The request: Gather every line in the material below that contains the string "reflection" and copy each one in full.

§

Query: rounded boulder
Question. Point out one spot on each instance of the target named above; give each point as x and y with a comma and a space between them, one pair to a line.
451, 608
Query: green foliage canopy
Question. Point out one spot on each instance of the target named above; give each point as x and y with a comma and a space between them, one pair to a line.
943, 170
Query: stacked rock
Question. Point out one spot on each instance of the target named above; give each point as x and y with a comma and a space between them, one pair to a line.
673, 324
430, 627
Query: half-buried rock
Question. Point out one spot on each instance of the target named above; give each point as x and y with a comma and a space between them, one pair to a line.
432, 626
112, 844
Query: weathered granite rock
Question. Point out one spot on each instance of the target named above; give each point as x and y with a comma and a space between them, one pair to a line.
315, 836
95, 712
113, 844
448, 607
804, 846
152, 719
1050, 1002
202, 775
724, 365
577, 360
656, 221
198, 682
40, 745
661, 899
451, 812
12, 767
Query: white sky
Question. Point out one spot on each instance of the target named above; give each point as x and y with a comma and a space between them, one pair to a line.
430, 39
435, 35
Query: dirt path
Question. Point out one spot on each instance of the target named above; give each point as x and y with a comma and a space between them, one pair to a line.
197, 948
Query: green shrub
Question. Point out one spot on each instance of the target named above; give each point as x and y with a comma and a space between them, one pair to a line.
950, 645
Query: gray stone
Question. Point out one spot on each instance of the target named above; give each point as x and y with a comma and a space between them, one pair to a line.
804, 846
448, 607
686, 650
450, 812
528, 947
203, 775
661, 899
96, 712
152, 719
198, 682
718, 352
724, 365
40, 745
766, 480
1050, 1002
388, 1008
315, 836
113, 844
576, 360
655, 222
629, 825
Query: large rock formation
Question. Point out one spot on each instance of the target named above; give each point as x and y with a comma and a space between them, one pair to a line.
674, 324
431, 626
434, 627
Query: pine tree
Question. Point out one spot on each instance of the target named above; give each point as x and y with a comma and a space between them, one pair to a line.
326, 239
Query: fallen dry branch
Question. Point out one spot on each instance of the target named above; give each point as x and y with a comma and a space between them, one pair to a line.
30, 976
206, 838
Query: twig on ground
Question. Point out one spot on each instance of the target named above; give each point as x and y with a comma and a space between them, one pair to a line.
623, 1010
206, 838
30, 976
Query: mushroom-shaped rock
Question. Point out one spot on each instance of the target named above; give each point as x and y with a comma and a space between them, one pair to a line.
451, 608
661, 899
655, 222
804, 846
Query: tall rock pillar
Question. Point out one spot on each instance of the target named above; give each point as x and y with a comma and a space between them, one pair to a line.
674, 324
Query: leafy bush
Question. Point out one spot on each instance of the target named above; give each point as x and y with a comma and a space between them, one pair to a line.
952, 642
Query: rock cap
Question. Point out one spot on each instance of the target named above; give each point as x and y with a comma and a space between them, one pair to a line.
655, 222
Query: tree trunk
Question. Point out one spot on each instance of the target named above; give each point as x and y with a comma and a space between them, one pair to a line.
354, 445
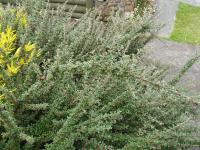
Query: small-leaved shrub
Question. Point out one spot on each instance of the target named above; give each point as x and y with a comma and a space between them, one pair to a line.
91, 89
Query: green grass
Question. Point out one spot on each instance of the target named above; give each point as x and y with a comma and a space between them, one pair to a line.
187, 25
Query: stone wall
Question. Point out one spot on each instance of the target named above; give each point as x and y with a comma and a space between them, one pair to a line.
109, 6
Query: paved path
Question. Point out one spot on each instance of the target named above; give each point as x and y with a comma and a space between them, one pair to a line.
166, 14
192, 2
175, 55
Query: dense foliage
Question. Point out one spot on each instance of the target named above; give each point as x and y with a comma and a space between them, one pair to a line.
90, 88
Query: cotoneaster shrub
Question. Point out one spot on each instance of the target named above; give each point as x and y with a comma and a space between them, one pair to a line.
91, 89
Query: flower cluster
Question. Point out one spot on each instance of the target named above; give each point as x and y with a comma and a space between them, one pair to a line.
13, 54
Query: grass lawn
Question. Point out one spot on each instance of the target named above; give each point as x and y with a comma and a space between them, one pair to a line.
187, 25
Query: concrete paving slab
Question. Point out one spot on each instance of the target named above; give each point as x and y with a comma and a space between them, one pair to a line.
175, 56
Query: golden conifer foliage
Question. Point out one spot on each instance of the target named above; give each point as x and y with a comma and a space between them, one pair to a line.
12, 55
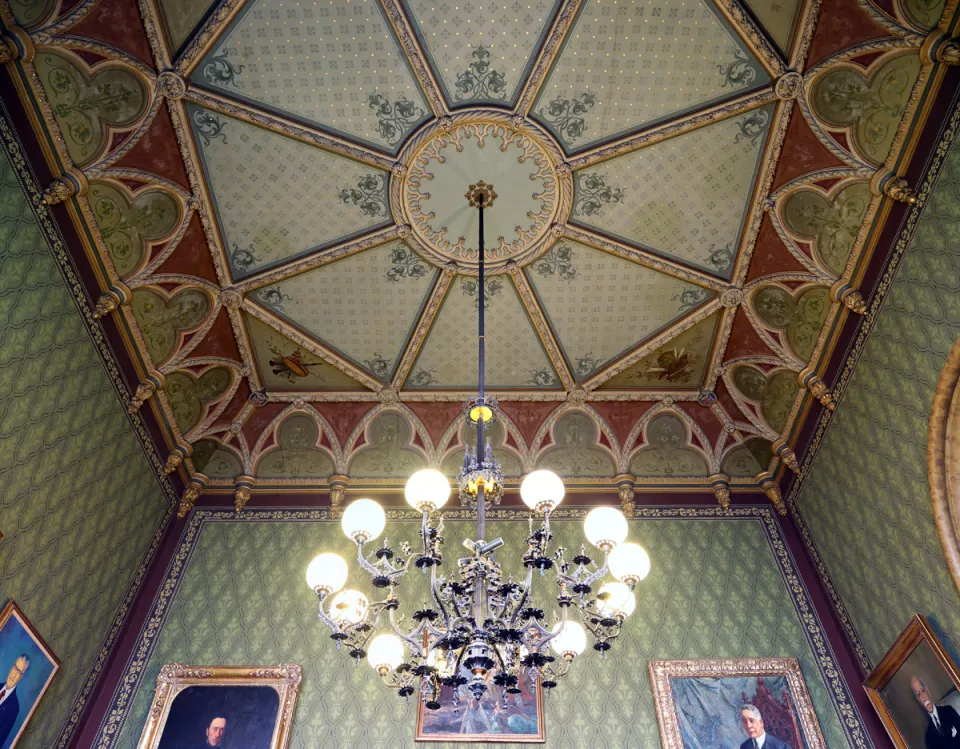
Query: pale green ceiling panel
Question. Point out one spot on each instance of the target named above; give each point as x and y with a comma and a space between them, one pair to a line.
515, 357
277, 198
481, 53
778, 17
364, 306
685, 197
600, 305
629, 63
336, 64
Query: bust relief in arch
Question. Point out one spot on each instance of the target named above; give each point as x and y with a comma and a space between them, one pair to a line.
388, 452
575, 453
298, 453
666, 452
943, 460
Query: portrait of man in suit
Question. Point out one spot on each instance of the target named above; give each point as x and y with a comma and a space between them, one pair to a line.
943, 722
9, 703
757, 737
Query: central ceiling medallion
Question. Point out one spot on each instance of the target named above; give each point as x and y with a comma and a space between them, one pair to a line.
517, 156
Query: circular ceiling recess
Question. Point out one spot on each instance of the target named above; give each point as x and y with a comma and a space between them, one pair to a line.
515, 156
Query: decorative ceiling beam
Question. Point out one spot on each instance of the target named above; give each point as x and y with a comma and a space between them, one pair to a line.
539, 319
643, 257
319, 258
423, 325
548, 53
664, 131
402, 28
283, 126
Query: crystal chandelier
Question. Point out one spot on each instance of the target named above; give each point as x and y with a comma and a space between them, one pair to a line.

§

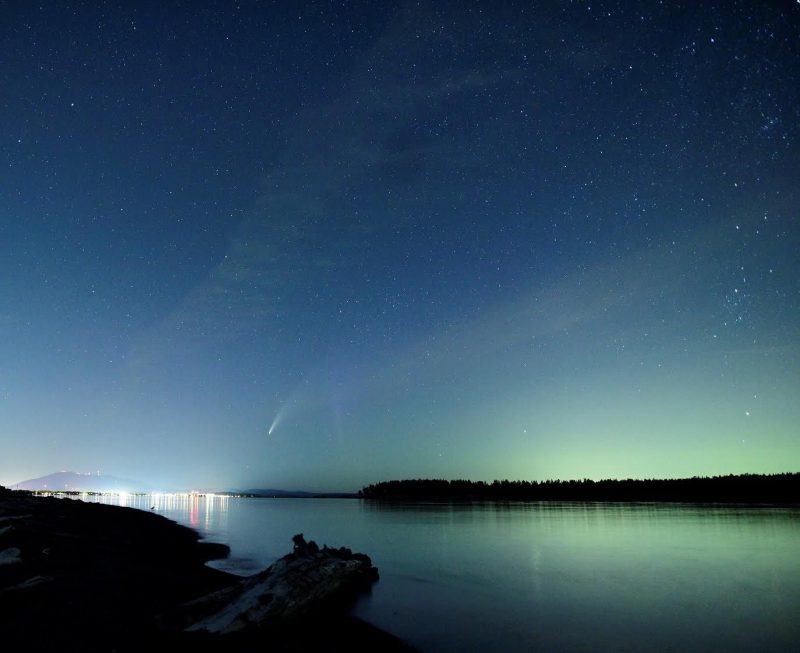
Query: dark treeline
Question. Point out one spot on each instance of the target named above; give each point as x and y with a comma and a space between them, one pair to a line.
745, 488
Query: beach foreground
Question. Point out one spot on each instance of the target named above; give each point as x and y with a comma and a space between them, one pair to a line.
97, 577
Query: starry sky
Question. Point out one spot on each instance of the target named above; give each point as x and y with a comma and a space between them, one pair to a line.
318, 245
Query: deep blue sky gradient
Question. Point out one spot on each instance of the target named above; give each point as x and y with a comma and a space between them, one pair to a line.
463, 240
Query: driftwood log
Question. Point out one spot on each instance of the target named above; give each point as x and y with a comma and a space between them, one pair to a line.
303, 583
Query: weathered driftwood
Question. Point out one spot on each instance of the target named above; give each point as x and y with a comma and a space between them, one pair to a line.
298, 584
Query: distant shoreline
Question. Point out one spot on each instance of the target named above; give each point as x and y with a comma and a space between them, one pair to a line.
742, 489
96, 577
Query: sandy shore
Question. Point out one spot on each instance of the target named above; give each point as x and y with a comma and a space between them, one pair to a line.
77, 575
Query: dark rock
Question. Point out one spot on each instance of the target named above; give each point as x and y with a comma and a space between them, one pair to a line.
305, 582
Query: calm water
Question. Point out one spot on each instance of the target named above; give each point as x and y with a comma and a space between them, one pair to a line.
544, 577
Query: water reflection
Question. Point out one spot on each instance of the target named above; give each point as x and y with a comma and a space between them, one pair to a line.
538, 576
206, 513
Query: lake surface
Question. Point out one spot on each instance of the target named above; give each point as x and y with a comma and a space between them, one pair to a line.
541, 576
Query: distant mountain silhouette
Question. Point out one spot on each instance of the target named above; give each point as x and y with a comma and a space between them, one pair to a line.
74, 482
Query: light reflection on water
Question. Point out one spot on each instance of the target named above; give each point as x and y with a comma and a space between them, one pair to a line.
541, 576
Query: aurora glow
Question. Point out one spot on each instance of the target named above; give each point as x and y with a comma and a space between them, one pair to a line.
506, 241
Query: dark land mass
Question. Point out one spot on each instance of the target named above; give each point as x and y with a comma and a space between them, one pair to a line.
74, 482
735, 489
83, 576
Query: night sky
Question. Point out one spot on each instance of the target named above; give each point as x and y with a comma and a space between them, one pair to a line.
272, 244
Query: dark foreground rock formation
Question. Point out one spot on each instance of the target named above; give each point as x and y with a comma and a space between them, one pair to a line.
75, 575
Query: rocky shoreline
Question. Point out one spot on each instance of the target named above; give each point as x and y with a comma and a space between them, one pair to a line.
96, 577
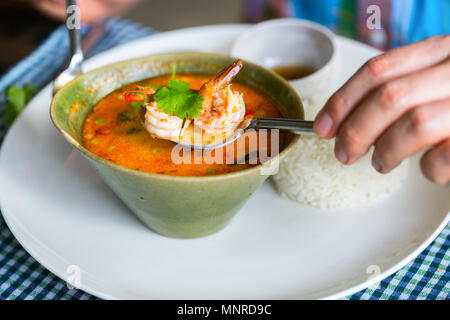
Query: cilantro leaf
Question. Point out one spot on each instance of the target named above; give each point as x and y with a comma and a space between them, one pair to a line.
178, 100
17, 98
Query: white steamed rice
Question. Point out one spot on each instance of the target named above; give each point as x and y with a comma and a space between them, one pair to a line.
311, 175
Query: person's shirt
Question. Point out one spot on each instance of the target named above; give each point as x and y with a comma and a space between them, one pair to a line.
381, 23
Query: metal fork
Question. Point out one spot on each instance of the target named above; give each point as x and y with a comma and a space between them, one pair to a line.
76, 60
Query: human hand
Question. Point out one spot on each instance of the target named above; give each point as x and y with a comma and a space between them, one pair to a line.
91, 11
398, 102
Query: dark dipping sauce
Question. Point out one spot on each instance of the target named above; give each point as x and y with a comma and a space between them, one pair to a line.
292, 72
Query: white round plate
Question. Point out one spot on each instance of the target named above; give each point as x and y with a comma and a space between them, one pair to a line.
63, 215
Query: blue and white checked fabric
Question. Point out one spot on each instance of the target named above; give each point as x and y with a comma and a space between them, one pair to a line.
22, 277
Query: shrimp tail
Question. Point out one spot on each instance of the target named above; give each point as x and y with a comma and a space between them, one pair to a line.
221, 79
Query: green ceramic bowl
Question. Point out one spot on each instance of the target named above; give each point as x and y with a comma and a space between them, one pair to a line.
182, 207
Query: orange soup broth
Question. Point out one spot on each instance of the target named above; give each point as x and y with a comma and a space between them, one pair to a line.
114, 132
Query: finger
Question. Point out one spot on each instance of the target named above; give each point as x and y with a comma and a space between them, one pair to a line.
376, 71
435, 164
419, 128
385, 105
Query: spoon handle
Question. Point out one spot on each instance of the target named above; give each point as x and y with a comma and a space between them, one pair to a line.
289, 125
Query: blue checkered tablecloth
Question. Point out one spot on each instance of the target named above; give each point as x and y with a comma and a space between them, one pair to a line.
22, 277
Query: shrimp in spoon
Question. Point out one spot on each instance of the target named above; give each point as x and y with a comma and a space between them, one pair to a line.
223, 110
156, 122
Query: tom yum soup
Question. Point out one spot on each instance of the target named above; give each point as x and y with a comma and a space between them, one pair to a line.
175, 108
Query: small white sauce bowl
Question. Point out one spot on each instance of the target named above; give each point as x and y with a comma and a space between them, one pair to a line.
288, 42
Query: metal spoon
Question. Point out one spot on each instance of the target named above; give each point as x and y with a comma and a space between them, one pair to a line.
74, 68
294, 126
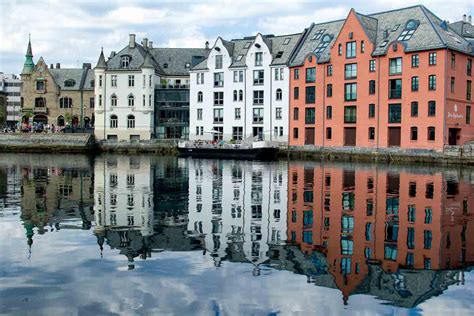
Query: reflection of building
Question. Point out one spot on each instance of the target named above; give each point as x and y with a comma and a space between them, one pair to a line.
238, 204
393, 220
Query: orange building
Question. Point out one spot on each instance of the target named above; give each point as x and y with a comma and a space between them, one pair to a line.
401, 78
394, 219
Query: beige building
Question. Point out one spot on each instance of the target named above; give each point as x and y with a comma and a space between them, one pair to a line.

§

Solution for this task:
Query: water reflection
Query: light reflection on water
Query: reflection of building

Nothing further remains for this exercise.